Clipped from: https://www.business-standard.com/article/current-affairs/clamour-grows-for-covid-19-regulatory-package-from-banks-and-nbfcs-121050401071_1.html?utm_source=Spotlight&utm_medium=website&utm_campaign=Premium_11072018
Senior bankers say the situation had become serious and it was tough to gauge the economic impact
Lenders are seeking a three-month moratorium on loan repayments and another opportunity for restructuring the debt for borrowers who did not avail of recast under the last year’s regulatory package and are now feeling the heat of the second wave of the pandemic.
Senior bankers said the situation had become serious and it was tough to gauge the economic impact of the pandemic this time around. This is more so for sectors such as hospitality, which got battered in the first wave.
The banks have made a plea to either extend the window for invocation of the regulatory package to June 2021 and allow more time for implementing it, or announce a new window. The invocation date for recast under the Covid package was December and it was to be implemented by June. The relief is being sought especially for the medium and small enterprises, which are under higher stress and have limited capability to withstand shocks. The demand for a regulatory package has been building up for the past month. The Indian Banks’ Association approached the Reserve Bank of India for three relaxations — an extension of working capital assessments, a standstill clause for invocations, and extension by a year of the Commercial Operations Date for those projects whose COD was happening before March 31.
On April 28, the Finance Industry Development Council said those who had availed of the recast earlier should get a second chance.
The banks are also seeking special dispensation for the hospitality sector where a two-year window for restructuring is not sufficient. The regulator has not shown any positive inclination.
Now, another rescue step for the hospitality industry has come through under a guaranteed emergency line of credit. They can get 40 per cent as the working capital limit, up from the earlier limit of 20 per cent.
As for Capital Conservation Buffer norms for banks, the RBI deferred the implementation of the last tranche of 0.625 per cent of the CCB from April 1 to October 1. This was done in light of the continuing stress on account of Covid-19 and aid in the recovery process.

*DATA SUPPLIED*:

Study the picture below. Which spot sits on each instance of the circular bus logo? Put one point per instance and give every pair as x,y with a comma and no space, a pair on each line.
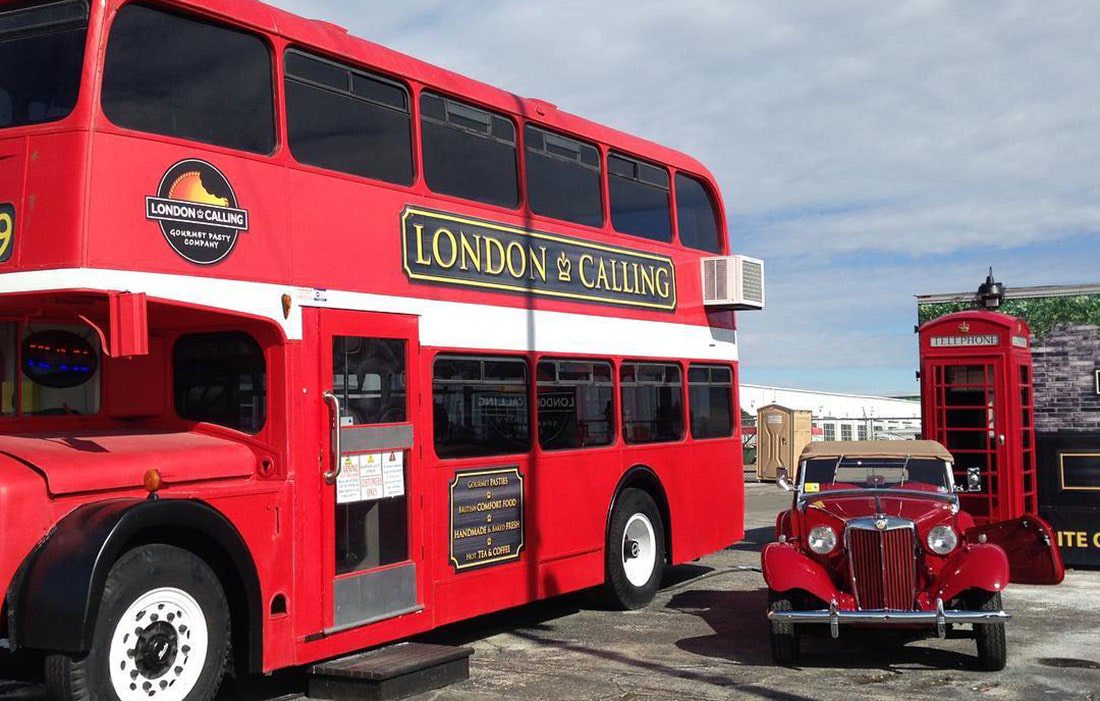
198,212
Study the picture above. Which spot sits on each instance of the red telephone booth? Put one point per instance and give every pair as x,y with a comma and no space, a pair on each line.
976,392
977,400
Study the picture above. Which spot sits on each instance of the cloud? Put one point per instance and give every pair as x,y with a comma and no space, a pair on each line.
867,150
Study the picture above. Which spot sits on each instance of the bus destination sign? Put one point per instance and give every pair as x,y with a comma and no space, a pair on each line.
451,250
486,517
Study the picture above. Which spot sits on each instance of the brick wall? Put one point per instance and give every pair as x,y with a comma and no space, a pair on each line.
1066,360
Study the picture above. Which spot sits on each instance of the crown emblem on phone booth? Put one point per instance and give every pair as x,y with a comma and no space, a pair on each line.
564,269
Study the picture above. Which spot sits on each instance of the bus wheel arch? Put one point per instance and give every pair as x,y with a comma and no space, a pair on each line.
636,541
641,477
55,588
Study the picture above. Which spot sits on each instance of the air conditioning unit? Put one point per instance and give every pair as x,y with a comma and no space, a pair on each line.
733,282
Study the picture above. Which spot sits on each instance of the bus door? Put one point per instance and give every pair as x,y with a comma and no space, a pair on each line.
371,471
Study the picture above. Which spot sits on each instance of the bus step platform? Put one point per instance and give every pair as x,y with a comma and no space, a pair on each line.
389,672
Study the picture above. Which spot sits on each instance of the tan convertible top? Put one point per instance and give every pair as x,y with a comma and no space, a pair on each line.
877,449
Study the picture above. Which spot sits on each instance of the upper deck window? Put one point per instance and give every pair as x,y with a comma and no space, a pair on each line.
563,178
640,203
171,75
469,152
221,379
41,54
697,216
347,120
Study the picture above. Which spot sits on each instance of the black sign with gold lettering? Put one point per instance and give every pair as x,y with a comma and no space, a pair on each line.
452,250
486,517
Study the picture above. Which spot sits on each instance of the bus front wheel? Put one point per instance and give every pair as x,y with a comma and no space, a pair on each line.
635,550
162,633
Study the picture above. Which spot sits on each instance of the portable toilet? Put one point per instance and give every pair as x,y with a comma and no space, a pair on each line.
781,435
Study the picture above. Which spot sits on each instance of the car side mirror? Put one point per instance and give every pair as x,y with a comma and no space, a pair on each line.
782,481
974,479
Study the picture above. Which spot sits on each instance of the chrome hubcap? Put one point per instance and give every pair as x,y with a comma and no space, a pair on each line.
158,647
639,550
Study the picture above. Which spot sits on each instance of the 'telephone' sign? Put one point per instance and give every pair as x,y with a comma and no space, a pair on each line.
7,232
965,341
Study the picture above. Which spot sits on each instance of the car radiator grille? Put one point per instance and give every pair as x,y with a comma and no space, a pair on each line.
883,568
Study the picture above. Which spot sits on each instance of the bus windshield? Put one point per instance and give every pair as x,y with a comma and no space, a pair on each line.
41,54
849,473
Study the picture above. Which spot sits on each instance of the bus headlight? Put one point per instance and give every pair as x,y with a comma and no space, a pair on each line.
942,539
822,539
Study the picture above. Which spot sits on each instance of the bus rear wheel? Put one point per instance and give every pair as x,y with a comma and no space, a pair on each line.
635,550
162,633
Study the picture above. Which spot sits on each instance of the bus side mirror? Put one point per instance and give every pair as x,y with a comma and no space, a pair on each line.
782,481
974,479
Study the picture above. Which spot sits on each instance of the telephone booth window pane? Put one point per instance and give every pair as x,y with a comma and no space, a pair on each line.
369,379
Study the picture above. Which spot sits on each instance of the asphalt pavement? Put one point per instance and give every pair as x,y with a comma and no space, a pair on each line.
706,637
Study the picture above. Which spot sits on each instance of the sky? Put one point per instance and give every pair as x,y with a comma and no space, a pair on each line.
868,151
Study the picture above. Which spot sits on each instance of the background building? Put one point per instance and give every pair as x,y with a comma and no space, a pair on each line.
837,416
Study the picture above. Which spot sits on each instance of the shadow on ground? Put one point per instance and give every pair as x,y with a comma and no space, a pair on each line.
755,539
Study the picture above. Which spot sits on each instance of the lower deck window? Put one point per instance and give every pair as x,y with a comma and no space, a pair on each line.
220,379
481,406
652,403
575,406
711,394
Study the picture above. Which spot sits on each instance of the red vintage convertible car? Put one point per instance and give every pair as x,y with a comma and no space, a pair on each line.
876,537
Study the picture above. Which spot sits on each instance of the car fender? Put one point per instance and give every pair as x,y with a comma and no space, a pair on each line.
54,600
784,568
783,524
979,566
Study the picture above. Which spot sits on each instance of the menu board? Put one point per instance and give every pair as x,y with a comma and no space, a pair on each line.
486,517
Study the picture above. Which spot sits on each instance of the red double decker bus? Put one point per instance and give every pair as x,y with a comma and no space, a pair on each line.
307,346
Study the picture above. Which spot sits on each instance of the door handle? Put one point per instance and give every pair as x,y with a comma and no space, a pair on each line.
333,403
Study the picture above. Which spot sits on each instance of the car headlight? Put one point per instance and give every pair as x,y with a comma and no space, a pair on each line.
822,539
942,539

*TASK OBJECTIVE*:
Rewrite the part of the loan-relief article that begins at the words "Now, another rescue" and stops after "20 per cent.", putting "hotel industry" in place of "hospitality industry". The rows were drawn from a separate source.

*FINISHED EXERCISE*:
Now, another rescue step for the hotel industry has come through under a guaranteed emergency line of credit. They can get 40 per cent as the working capital limit, up from the earlier limit of 20 per cent.